OBJECTIVE: Resize the lines from the one with "tag: white sock => bbox" up to and including the one with "[142,164,167,182]": rewrite each of them, multiplying every bounding-box coordinate by 1.9 and rounding to whole numbers, with halves rounded up. Leave everything else in those lines unchanged.

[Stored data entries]
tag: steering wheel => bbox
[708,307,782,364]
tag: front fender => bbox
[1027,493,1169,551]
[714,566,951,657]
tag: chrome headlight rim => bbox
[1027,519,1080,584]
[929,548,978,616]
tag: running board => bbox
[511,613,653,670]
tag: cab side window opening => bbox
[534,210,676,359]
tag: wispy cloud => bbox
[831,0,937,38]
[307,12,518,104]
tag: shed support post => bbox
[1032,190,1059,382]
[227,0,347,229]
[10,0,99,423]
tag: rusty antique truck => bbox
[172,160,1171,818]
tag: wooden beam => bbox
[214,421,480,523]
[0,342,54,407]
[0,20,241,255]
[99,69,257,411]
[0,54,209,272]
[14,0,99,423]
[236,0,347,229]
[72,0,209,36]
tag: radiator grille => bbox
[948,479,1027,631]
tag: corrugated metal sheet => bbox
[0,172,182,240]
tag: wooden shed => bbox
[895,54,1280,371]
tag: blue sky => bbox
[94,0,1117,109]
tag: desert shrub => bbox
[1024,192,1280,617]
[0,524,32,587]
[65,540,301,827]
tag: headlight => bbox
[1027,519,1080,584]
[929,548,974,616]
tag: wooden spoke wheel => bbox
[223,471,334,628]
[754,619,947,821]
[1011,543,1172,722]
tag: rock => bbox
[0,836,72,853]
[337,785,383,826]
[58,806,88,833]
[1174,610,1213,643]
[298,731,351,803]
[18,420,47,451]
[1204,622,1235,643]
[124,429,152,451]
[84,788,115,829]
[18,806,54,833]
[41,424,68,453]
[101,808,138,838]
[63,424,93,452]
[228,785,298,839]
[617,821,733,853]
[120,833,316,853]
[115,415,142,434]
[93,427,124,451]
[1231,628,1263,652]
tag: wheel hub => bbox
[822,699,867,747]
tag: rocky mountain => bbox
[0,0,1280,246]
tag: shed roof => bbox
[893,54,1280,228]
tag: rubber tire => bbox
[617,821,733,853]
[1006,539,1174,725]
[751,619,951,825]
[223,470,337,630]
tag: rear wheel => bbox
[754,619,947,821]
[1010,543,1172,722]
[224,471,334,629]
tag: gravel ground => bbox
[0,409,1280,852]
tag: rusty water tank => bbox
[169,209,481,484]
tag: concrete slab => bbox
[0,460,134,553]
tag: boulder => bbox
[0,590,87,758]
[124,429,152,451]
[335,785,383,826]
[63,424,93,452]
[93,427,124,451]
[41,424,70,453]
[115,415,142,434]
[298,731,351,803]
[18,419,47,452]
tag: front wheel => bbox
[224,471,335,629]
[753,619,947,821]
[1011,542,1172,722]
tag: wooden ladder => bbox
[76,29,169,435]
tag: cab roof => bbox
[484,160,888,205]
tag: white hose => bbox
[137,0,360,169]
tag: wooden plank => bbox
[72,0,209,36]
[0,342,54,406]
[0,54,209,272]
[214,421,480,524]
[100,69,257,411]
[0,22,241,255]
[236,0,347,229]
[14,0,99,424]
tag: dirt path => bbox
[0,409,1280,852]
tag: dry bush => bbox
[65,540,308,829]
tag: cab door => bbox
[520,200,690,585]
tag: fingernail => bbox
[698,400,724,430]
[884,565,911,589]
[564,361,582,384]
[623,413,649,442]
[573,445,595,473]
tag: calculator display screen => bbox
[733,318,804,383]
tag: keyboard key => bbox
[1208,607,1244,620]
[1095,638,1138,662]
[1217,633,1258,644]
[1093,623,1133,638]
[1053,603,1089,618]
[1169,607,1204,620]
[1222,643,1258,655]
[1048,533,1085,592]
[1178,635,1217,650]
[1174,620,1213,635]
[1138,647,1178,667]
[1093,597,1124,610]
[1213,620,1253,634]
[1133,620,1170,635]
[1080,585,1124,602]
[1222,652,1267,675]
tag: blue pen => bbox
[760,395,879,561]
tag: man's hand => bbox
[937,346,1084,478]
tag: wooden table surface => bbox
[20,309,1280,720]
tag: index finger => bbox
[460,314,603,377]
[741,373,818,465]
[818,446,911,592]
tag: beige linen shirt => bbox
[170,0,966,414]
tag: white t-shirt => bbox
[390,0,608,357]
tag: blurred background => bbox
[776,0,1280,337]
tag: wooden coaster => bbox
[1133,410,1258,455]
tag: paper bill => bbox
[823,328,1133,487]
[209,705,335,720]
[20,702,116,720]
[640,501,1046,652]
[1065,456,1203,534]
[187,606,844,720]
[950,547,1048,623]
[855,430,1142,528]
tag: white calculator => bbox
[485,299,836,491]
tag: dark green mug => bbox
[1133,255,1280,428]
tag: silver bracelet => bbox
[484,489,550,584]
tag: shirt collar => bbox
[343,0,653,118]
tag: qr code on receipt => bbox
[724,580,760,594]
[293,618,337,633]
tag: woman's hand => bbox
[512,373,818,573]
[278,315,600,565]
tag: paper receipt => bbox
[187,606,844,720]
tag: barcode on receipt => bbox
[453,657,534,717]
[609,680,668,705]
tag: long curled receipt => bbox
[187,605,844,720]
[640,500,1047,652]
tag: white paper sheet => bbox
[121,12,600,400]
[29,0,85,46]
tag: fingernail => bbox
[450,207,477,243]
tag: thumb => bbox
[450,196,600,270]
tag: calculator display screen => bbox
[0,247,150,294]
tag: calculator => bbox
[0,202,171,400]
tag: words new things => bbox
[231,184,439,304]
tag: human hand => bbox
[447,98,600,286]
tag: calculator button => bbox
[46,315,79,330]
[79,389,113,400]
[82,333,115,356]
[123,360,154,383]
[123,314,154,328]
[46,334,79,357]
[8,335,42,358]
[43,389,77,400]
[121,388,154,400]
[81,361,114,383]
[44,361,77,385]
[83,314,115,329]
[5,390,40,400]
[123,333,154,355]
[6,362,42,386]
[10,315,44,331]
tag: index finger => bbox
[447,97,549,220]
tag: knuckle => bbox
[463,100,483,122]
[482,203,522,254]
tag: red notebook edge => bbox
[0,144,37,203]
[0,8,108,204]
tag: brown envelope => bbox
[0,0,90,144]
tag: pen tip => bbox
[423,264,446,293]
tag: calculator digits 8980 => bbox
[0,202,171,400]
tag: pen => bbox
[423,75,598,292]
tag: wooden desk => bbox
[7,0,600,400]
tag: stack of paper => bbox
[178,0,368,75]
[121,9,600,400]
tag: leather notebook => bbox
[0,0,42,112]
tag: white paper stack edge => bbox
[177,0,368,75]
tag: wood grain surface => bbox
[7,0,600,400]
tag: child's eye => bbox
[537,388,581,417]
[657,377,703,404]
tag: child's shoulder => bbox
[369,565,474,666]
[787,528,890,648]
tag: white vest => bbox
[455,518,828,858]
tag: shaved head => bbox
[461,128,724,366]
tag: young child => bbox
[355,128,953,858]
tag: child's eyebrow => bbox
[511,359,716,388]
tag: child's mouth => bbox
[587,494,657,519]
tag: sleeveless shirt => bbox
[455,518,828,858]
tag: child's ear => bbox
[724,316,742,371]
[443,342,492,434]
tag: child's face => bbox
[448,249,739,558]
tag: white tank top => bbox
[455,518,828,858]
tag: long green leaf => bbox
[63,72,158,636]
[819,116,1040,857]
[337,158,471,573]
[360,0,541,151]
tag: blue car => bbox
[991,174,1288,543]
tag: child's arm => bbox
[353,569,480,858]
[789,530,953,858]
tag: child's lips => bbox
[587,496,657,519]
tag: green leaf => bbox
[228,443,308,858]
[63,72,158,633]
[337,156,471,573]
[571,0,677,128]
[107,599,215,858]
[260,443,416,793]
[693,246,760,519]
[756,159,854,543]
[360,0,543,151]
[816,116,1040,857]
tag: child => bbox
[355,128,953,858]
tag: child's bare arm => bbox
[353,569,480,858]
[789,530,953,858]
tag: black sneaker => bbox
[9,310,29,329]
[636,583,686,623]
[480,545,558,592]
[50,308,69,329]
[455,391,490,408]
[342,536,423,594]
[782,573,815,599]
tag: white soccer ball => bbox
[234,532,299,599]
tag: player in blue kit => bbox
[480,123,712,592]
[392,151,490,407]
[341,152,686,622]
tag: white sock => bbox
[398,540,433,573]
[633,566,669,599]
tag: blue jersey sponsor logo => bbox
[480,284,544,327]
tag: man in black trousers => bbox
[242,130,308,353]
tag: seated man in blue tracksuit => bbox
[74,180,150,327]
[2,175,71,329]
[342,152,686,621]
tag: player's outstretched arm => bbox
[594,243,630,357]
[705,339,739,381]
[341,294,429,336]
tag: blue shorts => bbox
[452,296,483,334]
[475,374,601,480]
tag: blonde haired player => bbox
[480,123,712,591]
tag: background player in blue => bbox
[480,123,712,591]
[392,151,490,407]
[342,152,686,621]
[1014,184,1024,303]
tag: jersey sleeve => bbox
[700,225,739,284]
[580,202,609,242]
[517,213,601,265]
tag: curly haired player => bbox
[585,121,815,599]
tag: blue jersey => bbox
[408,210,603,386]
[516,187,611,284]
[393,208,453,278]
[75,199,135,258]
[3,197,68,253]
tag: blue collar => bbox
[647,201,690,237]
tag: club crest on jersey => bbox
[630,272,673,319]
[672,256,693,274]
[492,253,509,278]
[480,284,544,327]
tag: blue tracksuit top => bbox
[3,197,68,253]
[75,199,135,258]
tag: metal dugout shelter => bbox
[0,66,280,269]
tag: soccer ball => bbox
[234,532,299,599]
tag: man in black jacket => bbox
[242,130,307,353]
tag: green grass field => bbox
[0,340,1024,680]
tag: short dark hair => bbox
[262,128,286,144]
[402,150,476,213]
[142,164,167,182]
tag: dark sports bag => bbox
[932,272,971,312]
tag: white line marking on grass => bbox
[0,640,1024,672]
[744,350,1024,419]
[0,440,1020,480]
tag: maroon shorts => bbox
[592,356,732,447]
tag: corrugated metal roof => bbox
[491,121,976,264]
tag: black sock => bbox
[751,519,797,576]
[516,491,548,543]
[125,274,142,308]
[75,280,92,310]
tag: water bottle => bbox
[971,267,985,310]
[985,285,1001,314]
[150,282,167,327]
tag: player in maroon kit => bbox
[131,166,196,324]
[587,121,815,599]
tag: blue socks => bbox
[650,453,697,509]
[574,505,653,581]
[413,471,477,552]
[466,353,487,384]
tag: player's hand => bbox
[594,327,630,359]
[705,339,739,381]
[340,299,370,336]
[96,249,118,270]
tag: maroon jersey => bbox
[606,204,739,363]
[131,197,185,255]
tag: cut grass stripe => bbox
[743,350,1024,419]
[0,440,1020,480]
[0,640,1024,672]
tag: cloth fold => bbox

COMPLETE RESPONSE:
tag: white sock => bbox
[756,1026,823,1089]
[1203,1075,1271,1138]
tag: blue jersey sponsor logo => bbox
[912,540,1034,621]
tag: man in black trousers => bbox
[460,247,585,671]
tag: seated man in blue tracksuit => bbox
[141,342,285,621]
[4,333,135,625]
[650,289,1303,1180]
tag: player's outstretched arm => bbox
[1129,462,1197,678]
[1340,644,1404,724]
[648,559,815,638]
tag: blue shorts => bbox
[859,562,918,635]
[903,711,1142,912]
tag: blonde haired player => bbox
[912,234,1353,1123]
tag: background player in blue => bbox
[912,234,1353,1123]
[745,287,931,773]
[650,289,1303,1180]
[1927,350,1946,576]
tag: jersey sleeve => bbox
[1330,428,1404,540]
[1102,384,1157,460]
[982,405,1142,504]
tag: curly haired player => bbox
[1112,230,1549,1138]
tag: blue jersey => bbox
[775,399,1146,733]
[980,355,1161,540]
[747,395,861,528]
[143,378,257,490]
[6,374,129,481]
tag: blue collar => bbox
[1229,382,1311,450]
tag: club crest on jersey => bbox
[1197,517,1279,606]
[1277,486,1317,521]
[935,481,967,528]
[912,540,1034,621]
tag: blue tracksuit top => bbox
[6,374,129,481]
[143,378,257,490]
tag: metal dugout shelter => bbox
[0,125,532,511]
tag: soccer ball => bbox
[445,1011,568,1138]
tag: man in black jacket => bbox
[460,247,583,671]
tag: green grass field => bbox
[0,646,1946,1292]
tag: short dark hair => bbox
[498,243,543,274]
[764,285,904,405]
[270,312,317,346]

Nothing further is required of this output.